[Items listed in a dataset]
----
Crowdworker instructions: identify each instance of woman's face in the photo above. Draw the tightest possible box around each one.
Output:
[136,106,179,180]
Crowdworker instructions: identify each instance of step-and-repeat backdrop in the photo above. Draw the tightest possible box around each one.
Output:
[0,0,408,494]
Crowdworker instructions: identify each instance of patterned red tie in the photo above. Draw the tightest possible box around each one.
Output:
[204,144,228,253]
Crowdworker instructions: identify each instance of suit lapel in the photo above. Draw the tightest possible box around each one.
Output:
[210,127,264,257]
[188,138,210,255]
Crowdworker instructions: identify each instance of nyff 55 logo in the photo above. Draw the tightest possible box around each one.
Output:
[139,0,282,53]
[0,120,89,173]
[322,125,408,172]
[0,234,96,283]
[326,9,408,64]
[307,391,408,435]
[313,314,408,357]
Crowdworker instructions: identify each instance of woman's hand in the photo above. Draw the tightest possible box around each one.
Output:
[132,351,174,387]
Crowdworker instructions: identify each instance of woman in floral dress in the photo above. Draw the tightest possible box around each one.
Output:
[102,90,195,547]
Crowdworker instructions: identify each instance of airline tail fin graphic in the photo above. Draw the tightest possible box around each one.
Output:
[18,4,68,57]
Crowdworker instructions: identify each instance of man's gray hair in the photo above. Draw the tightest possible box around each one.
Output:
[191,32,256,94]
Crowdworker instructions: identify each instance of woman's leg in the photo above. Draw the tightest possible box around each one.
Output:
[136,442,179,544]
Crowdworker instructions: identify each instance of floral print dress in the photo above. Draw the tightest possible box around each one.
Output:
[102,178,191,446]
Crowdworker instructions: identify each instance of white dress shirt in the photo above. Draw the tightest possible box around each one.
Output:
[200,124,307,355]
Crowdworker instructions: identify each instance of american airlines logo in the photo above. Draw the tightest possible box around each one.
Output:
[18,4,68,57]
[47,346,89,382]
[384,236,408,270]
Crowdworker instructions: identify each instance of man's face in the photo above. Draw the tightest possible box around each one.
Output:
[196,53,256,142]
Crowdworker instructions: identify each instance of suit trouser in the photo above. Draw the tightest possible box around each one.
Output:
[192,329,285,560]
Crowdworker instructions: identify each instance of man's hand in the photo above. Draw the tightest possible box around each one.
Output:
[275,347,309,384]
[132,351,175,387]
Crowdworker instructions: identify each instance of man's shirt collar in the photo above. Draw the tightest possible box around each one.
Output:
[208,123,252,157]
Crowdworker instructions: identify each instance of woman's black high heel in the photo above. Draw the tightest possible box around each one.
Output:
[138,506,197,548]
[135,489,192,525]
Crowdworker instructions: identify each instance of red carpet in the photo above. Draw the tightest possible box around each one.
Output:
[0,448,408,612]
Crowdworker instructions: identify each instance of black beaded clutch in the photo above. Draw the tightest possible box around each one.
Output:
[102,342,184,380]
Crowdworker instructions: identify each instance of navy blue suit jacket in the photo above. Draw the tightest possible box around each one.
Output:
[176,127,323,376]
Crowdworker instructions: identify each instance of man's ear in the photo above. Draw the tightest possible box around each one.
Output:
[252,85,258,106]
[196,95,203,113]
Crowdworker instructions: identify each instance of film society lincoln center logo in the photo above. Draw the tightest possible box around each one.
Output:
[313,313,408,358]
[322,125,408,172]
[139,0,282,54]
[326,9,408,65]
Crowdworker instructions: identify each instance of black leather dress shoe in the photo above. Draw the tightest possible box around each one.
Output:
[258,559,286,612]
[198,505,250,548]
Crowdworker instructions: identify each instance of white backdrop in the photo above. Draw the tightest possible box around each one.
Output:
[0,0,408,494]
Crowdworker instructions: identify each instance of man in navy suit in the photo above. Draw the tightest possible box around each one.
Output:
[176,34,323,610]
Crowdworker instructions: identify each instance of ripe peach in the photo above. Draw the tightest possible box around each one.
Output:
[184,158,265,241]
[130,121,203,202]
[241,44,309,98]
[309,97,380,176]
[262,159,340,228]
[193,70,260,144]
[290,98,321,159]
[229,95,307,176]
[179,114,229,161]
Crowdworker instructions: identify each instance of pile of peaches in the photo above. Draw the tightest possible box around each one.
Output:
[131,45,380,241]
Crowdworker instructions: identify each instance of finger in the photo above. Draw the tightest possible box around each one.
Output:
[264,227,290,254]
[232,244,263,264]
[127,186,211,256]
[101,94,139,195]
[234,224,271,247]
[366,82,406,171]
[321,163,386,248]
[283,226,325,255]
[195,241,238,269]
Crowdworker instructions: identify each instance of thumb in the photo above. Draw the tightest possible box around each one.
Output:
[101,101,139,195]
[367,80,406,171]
----
◆ **Goal of the exercise**
Copy the rows from the line with "Crowdworker instructions: identify each instance of patterned" to the line with "[132,351,174,387]", swapping "suit lapel" for "jacket lapel" and leaving everything else as it is.

◆ **Task solution**
Crowdworker instructions: identify each instance of patterned red tie in the photo above. Draw the tightest possible box around each one.
Output:
[204,144,228,253]
Crowdworker instructions: identify each instance of jacket lapel in the photo above. Draw the tightest possible box around each one.
Output:
[210,127,264,257]
[188,138,210,255]
Crowdworker instructions: identify each instance of nyff 55 logo in the photo above. Draw the tightest possible box around each one.
Output:
[139,0,282,53]
[0,120,89,173]
[322,125,408,172]
[0,234,96,283]
[326,9,408,64]
[307,391,408,435]
[313,314,408,357]
Crowdworker instructions: identify each instance of woman's hand in the photo above. Draw the tightest possible box around each one.
Output:
[132,351,174,387]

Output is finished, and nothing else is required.